PROBLEM DESCRIPTION: Pick out each line in the items below that contains the word "background" and copy it.

DATA PROVIDED:
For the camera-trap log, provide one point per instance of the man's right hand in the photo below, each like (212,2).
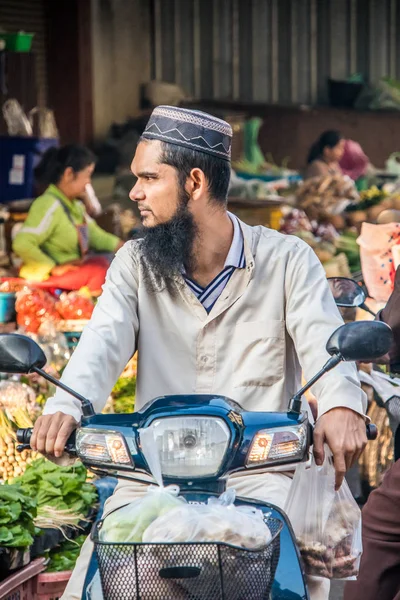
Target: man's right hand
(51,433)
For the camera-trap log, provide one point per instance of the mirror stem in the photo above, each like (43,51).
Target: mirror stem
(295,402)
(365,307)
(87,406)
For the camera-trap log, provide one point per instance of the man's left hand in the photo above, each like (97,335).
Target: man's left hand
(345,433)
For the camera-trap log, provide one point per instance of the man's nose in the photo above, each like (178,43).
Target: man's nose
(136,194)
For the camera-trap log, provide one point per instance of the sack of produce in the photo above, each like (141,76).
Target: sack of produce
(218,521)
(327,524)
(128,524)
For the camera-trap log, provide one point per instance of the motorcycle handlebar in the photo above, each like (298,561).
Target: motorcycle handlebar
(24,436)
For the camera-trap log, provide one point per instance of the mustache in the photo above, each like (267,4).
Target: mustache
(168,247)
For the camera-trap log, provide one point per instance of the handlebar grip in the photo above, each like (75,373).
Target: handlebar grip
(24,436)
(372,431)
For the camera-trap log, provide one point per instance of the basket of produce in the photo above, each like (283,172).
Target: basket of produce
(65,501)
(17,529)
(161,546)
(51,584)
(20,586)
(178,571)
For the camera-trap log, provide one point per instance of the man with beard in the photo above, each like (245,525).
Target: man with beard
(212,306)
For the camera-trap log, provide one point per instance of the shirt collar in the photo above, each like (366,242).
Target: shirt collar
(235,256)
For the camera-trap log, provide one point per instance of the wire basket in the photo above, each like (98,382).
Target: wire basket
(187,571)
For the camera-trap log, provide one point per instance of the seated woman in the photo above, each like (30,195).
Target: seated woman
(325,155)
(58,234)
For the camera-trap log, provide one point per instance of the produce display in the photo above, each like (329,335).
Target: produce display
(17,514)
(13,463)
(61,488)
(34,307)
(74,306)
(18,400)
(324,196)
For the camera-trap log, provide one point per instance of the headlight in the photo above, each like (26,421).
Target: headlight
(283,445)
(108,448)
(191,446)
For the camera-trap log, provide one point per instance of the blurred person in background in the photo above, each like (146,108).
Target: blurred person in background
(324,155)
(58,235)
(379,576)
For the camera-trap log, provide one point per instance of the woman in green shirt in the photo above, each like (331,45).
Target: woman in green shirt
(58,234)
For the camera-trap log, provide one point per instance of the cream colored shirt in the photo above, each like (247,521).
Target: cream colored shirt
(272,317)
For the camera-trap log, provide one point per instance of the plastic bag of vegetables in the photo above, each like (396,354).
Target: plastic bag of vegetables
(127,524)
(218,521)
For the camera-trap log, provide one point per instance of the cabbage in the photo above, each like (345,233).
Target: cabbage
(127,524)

...

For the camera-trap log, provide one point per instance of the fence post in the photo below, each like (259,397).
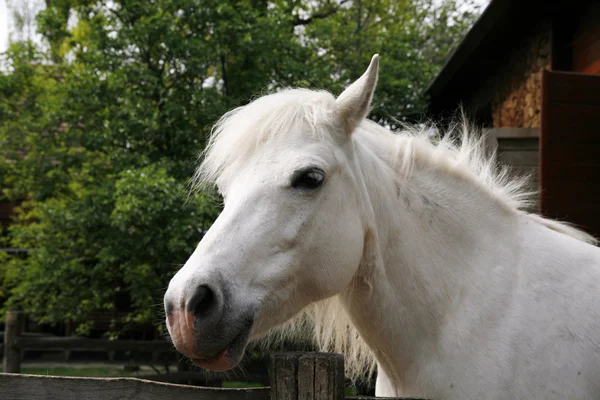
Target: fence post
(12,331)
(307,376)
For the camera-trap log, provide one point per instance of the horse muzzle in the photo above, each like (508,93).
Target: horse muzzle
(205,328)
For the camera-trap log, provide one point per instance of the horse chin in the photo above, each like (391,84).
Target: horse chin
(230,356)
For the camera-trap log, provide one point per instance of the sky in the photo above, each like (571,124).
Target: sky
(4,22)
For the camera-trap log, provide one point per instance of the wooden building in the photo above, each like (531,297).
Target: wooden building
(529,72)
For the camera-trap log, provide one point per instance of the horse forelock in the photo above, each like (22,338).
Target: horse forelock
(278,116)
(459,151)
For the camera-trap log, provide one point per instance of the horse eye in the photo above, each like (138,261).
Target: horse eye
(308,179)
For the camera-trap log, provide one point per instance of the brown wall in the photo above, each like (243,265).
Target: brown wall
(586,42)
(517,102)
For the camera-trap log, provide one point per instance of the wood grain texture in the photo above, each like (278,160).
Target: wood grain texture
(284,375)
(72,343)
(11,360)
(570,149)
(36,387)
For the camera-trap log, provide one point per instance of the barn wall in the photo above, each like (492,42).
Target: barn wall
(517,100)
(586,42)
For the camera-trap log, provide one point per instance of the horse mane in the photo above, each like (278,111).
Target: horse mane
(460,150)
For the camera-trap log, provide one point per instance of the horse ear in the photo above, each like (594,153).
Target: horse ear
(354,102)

OUTPUT OF THE EXERCISE:
For the camera-trap log, provide one point per instance of the blurred person in background in the photo above, each like (146,108).
Target: blurred person in background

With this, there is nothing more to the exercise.